- [Extract to read]:
········

Health Information Technology is a Great Big HIT

Information technology

Health Information Technology -or HIT- is the implementation of information technology into the field of healthcare. Information technology (IT) includes all forms of technology that are employed to create, store, exchange and use information. Therefore, health IT has to do with the consolidation of health information from multiple paper-based sources into a single electronic source that can be instantly and simultaneously updated and accessed in real time through several platforms, such as computers, mobile devices, and the Internet. HIT can improve and increase the quality, effectiveness, accuracy and productivity of healthcare; prevent medical errors; decrease healthcare costs, paperwork, and idle time; and make affordable care more accessible. The more significant manifestation of health information technology is the Electronic Health Record, also known as EHR.

Paper-based record



Easy to misfile.


Fully searchable and backed up on server files.

Seldom include complex and difficult to memorize preventive care guidelines.

Links charts to preventive care guidelines and updates info as it changes.

Difficult and time-consuming identification of patient characteristics.

Patient characteristics fully searchable and linked to patient history.

Drug recalls are difficult to communicate and cross-reference with affected patients.

Can flag files for drug recalls and updates.

Not suitable for chronic diseases management.

Sets up and manages patient groups.

Pulling charts and refilling takes precious time.

Instantly updates and electronically files charts.

Appointment reminders must be sent each day

Sends automatic appointment reminders.

Scheduling coordinated by staff member.

Automated scheduling.

Insurance cards are copied and the info keyed in.

Scans insurance cards and immediately puts them into the system.

Staff member communicates about billing issues.

Sends billing reminders.

Clinical encounter information transcribed and retyped into chart causes human error.

Reduces possibilities of human error.


Every doctor you have ever seen and every hospital that you have ever been admitted to keeps a paper medical record or chart. These records may include such information –from current and previous doctors and facilities- as:

  • Your medical history (diagnoses, medications, and allergies).
  • Your immunization history.
  • Your lab results.
  • Your medical radiology imaging.

As we are about to see, electronic health records benefit you as an individual and your family as well, but also help the country as a whole.

Families and individuals’ health

Country’s health

Reduced paperwork

Doctors and hospitals have more access to more data more quickly, resulting in fewer and shorter forms to complete.

Identification of safety problems

Providers in some areas can use EHR to find and notify patients at risk for problems related to unsafe drugs or medical devices.

Accurate info to the people who need it

When all of your providers share your info, each of them has access to more accurate and updated info.

Detection of epidemics

EHR can be used to find unexpected increases in diseases within a community.

Coordinated care and safety

EHRs can warn different providers if they try to prescribe a drug that could cause interaction and alert one of your doctors if another has already prescribed a drug that did not work out for you.

········

(Extracted data entries)

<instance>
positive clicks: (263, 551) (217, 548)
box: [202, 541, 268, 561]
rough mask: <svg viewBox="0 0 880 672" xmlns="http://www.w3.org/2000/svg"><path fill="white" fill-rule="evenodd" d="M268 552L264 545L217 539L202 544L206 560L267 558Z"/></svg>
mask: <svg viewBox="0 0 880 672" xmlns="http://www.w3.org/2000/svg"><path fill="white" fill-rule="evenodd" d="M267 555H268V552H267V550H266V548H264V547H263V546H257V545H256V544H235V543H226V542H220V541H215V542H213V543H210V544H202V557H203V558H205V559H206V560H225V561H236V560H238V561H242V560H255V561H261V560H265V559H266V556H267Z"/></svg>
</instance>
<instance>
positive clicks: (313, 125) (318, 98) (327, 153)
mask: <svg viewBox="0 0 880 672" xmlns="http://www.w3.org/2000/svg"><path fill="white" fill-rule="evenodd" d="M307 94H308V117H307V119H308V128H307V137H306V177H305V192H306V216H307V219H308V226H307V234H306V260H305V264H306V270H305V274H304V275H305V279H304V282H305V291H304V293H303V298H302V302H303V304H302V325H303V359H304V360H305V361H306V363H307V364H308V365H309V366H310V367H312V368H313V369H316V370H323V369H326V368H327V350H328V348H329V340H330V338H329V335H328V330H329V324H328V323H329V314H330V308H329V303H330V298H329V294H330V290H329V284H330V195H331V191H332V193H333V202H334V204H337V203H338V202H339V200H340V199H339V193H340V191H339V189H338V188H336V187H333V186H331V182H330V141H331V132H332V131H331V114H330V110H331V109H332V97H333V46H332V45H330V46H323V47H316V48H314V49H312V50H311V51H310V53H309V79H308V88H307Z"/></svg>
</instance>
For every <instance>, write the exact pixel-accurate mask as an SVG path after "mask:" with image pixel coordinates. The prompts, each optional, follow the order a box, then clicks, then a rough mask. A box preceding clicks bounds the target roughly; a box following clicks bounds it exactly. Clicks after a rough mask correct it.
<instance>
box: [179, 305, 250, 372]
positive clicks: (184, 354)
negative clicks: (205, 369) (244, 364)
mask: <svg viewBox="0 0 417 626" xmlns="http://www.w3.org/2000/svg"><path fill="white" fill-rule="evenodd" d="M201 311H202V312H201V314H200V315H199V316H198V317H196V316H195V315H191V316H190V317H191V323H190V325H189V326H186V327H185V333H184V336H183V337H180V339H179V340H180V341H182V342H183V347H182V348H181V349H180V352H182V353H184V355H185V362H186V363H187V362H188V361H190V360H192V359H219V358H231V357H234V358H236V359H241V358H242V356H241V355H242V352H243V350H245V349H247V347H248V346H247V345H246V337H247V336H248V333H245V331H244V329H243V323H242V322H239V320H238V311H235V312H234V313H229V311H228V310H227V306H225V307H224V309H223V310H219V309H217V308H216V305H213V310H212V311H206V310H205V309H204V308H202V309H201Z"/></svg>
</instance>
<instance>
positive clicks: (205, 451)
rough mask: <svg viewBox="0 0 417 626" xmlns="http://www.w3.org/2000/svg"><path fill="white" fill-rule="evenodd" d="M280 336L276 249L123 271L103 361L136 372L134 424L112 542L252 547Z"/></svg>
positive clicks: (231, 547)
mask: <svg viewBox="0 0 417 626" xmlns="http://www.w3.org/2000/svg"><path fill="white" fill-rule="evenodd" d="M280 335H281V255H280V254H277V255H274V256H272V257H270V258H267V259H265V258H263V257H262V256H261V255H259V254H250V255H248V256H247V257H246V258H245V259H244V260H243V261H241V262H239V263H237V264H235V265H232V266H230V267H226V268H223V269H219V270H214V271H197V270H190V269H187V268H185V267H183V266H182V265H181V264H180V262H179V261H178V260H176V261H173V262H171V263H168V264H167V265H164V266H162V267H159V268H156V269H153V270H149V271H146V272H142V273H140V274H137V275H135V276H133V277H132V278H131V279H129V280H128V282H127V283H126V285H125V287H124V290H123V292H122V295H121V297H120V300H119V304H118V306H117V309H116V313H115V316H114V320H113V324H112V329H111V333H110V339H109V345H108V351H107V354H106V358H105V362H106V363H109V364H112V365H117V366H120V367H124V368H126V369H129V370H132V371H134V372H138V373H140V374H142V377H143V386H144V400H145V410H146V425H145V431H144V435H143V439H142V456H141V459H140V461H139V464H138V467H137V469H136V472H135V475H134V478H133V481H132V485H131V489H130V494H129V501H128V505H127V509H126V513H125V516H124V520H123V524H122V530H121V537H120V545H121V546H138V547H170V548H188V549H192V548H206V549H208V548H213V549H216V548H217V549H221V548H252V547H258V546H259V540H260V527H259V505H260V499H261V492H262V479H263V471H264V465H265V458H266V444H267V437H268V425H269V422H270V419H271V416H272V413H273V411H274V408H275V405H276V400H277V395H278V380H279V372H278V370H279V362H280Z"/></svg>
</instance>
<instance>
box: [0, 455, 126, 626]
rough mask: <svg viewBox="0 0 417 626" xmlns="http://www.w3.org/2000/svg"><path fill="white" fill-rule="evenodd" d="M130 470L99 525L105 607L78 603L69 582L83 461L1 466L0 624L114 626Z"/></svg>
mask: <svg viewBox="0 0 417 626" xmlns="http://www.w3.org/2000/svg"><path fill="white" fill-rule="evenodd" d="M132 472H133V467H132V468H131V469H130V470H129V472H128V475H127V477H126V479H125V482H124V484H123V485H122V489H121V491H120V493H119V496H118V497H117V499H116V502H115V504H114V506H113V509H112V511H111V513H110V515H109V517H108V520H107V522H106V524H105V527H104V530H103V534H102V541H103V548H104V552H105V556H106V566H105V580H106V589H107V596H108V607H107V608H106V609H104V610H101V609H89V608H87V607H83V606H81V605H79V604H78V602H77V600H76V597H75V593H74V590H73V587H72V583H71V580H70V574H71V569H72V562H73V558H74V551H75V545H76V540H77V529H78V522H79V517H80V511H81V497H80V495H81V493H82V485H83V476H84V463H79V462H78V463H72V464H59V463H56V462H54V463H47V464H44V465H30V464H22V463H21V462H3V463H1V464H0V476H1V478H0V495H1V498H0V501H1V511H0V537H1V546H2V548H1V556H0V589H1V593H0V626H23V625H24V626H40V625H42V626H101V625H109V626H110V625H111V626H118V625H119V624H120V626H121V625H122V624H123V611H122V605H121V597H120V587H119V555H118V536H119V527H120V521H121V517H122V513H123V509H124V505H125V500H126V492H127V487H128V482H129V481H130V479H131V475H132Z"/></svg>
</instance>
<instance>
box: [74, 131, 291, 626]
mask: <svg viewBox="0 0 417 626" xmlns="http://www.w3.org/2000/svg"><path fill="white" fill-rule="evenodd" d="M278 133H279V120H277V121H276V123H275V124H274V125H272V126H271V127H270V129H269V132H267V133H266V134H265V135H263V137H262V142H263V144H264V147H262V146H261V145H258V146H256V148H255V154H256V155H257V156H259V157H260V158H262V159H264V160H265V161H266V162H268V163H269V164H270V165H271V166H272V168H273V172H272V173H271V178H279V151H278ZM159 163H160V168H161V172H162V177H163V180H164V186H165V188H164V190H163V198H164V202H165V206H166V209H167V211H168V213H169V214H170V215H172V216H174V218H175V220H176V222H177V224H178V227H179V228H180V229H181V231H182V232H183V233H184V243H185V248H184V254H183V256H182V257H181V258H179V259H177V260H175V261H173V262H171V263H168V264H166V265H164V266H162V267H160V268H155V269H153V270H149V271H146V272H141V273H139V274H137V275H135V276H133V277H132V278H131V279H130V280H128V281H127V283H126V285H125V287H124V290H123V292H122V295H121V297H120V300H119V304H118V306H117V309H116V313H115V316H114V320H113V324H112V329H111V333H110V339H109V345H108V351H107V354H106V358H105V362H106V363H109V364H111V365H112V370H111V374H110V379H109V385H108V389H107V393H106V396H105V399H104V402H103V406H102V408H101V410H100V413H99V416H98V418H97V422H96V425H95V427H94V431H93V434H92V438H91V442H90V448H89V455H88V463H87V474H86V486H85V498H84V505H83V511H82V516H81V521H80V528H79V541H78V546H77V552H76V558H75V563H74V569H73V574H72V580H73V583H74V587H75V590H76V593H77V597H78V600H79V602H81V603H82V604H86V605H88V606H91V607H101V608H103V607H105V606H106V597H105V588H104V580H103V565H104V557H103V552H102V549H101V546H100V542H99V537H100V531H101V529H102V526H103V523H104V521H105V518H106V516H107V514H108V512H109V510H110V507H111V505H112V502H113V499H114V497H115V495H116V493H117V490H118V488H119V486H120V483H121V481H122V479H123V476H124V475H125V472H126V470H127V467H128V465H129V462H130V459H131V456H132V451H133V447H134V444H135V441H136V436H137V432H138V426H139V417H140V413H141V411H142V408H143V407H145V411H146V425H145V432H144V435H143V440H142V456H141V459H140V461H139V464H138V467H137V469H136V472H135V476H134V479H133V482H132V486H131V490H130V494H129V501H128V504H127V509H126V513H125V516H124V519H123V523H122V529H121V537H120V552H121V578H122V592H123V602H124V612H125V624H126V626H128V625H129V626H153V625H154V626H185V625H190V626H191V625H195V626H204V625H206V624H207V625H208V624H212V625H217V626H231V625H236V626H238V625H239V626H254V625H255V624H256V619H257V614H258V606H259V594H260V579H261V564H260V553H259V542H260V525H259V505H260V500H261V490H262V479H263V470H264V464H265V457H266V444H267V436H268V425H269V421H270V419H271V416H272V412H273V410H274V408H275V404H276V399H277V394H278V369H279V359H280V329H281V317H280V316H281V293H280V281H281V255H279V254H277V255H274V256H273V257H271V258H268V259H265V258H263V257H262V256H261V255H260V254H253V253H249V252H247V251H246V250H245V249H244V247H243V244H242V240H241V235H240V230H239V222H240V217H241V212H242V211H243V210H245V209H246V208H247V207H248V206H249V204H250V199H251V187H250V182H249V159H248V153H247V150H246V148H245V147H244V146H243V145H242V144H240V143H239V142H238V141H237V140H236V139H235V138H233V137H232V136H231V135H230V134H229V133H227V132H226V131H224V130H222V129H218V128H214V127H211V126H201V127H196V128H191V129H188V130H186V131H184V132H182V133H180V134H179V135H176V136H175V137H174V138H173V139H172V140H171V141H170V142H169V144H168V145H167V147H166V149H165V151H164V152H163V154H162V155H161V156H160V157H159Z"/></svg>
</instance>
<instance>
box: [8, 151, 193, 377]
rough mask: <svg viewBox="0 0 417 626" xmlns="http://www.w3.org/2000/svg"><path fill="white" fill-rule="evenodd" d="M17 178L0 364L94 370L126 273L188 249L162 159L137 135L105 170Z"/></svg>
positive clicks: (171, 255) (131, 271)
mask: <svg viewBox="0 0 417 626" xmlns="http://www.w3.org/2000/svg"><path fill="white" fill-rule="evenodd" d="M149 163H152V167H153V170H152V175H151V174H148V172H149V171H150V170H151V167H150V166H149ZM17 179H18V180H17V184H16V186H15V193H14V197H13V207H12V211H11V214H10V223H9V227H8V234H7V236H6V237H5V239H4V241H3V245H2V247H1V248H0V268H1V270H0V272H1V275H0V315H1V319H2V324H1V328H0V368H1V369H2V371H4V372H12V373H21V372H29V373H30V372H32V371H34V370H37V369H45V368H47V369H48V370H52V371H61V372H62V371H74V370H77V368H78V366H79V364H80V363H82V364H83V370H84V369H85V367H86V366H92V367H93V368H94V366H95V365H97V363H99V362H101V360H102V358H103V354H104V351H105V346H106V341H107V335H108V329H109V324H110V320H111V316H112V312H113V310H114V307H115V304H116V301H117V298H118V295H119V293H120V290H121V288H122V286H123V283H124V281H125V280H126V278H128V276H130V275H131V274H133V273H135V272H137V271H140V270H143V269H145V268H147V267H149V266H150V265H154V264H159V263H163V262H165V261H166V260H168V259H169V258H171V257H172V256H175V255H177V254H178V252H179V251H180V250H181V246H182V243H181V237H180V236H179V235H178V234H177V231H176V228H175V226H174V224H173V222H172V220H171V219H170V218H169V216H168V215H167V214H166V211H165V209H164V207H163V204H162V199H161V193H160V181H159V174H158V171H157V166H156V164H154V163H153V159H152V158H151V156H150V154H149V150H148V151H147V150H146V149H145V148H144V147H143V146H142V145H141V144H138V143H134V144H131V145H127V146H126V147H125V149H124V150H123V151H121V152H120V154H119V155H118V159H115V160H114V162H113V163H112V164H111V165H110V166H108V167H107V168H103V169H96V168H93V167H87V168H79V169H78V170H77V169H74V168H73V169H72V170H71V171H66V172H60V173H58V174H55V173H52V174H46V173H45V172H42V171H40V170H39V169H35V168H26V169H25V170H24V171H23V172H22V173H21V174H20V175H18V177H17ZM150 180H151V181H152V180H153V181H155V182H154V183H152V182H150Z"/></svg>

········

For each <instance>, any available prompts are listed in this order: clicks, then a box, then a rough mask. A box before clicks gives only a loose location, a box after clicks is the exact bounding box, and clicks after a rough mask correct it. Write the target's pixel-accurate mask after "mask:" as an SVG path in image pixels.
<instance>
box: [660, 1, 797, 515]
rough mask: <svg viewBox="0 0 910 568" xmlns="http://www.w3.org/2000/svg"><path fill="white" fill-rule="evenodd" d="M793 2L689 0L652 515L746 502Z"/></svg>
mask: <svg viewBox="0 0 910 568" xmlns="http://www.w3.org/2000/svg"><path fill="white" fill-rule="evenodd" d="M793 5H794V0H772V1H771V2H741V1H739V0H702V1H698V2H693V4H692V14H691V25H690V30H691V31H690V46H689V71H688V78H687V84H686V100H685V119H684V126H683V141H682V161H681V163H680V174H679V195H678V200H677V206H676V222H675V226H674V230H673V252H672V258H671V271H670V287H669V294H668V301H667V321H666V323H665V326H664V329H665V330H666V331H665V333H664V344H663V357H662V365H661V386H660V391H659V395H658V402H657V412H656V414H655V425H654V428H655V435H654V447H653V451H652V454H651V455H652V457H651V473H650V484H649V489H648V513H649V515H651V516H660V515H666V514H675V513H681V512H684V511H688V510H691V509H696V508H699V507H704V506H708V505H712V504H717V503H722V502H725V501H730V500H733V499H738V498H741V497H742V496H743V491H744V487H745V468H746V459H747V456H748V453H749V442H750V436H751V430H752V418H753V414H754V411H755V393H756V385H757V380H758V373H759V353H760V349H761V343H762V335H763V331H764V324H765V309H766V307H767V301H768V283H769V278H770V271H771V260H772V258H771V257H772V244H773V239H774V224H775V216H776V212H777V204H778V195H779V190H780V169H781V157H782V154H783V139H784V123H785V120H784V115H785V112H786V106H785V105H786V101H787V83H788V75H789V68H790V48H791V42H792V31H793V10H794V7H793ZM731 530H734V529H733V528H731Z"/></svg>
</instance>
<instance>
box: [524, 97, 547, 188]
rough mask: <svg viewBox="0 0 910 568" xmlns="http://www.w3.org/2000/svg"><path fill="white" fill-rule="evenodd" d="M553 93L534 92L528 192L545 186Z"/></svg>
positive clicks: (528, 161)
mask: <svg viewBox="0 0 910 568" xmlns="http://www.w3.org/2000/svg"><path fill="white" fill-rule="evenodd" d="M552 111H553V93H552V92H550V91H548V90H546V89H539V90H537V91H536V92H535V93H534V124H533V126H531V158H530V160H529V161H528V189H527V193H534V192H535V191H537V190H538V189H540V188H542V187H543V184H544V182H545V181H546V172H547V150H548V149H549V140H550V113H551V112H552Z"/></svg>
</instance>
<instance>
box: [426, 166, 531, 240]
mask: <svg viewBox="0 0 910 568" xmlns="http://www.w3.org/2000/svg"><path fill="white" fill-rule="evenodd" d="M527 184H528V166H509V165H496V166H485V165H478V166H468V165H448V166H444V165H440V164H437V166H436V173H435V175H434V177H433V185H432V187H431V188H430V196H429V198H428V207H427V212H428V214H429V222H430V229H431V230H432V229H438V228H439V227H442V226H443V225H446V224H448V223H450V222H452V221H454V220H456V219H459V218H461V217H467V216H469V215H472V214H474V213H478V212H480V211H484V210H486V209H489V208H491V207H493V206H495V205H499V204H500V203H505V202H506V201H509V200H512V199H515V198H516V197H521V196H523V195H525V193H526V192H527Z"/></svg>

········

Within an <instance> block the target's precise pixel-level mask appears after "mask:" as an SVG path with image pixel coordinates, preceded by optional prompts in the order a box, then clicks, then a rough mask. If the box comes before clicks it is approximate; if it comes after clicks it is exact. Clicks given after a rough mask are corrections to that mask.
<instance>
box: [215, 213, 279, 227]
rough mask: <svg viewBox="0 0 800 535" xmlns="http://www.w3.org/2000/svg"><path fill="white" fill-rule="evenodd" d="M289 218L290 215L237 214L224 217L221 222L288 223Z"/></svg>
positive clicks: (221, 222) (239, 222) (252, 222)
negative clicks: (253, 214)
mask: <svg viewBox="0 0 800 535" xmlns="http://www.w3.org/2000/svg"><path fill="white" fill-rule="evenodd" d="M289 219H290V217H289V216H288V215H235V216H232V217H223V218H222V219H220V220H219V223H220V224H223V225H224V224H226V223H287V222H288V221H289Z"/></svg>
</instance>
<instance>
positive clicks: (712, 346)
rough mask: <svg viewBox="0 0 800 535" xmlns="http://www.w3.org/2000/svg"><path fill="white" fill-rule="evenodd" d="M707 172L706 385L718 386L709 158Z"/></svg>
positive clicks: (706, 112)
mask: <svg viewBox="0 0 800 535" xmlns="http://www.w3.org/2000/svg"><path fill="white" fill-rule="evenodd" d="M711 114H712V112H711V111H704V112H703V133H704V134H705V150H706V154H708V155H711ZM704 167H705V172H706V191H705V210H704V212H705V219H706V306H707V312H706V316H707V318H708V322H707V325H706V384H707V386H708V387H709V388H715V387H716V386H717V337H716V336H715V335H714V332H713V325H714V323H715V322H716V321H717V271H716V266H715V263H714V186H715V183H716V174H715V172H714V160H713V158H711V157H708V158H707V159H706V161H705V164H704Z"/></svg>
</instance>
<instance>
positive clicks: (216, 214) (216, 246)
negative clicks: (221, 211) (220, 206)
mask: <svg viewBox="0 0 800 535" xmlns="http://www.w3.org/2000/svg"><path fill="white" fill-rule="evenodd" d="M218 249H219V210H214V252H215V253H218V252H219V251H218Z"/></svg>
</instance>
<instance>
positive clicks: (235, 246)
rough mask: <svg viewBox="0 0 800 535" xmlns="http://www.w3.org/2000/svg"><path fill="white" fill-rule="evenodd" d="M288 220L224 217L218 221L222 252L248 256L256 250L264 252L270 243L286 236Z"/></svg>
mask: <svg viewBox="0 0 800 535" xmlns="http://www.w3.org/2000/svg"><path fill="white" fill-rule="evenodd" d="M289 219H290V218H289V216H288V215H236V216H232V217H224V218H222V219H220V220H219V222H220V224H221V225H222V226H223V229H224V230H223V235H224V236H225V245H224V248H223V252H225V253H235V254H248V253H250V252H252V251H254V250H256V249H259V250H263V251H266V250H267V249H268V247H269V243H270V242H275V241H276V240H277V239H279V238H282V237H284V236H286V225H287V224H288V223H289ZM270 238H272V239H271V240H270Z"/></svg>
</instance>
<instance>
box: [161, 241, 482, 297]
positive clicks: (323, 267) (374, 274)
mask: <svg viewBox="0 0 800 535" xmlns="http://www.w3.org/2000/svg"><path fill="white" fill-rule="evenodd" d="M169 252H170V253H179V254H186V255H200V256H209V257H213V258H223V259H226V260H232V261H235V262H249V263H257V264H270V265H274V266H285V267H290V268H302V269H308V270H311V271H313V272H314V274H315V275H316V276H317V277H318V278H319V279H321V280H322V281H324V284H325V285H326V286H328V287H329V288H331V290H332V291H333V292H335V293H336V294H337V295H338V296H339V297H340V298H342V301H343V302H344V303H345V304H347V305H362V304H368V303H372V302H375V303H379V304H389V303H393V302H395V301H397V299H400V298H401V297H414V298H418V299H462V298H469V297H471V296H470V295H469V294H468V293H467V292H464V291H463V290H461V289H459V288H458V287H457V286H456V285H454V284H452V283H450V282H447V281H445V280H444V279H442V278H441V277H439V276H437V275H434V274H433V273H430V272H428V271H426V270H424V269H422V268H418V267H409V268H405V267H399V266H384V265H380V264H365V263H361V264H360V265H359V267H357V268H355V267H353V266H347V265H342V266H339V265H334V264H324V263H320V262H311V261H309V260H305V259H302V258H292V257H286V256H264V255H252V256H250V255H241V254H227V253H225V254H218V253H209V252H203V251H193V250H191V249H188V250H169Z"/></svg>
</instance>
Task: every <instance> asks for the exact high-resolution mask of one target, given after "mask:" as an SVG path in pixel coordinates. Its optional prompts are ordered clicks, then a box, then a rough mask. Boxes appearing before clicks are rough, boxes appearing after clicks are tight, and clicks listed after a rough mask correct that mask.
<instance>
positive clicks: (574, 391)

········

- [Problem to work on]: Can you continue the article on health information technology from the point where it stops? None of these rows are needed.

- [Output for this task]:
General improvement of healthcare

Researchers, public health departments, and others can improve care by exploring treatment and outcome data for thousands or millions of patients, while respecting patient privacy as per federal law.

Reduced extraneous test and procedures

All of your providers have access to all your test results and records, reducing the potential for repeat tests.



Direct personal access to health records

Some providers with EHR systems give patients direct, private and secure access to their health information online.



Quicker and more precise prescriptions

Electronic prescribing automatically sends orders to the pharmacy, which can be picked up as soon as you arrive.




In a nutshell, the goal of HIT is to achieve optimal Health Information Exchange (HIE) by way of interoperability. HIE is the back-and-forth flow of information between two or more organizations or systems, while interoperability is the ability of those systems to move that information successfully. The U.S. government encourages the meaningful use of HIT by awarding bonuses to hospitals and doctors that use EHR to better care quality, decrease errors, and increase efficiency in order to provide patients with faster access to information and a summary of each visit, help protect privacy, prevent drug errors, and make information accessible and shareable with other doctors in accordance with the patient’s preferences.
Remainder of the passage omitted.